GOAL -
Count the lines of the material below that contain the string "segment", treating uppercase and lowercase as different, and reply with the count alone.

EXCERPTED DATA -
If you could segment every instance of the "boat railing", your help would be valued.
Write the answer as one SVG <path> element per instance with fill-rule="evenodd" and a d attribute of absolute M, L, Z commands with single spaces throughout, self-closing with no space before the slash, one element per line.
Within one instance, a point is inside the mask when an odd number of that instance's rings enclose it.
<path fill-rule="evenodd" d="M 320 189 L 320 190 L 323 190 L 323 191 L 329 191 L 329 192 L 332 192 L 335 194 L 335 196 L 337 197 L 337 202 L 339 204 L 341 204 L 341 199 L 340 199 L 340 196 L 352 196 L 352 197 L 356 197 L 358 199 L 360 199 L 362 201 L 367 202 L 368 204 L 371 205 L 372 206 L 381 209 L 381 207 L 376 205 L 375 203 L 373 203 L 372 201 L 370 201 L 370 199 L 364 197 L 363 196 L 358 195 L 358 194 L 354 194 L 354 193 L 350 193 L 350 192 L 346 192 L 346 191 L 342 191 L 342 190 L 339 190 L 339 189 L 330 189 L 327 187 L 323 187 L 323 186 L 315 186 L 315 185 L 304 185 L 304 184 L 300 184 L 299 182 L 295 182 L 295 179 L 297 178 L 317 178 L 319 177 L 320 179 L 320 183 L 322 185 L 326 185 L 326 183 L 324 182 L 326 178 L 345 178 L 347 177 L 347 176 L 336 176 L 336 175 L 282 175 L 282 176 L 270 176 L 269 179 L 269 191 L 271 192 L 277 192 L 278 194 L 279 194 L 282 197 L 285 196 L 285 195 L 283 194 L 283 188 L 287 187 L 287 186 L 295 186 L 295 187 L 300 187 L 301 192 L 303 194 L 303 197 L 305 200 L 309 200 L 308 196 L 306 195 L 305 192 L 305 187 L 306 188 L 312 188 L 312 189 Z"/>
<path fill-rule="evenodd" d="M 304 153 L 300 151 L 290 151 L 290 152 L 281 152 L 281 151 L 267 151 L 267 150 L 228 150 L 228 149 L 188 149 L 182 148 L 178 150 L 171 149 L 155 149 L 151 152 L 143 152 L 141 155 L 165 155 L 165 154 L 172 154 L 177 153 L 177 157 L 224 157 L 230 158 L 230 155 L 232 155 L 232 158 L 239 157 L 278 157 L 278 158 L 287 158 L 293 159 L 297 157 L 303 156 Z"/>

* * *

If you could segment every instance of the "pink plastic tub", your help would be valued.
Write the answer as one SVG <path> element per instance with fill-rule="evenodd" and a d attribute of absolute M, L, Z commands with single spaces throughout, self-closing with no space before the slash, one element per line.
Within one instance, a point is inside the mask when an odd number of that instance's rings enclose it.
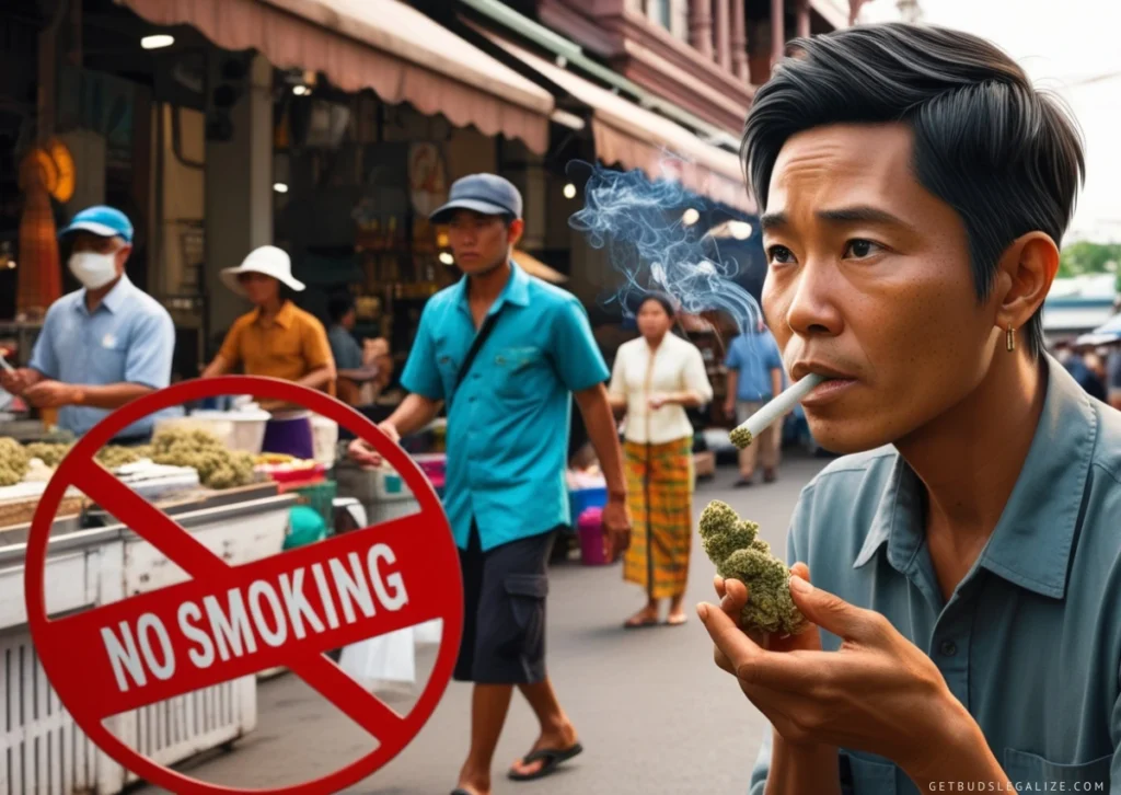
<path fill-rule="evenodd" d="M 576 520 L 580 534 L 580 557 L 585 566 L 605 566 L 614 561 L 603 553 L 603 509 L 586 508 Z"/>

WRITTEN REPLY -
2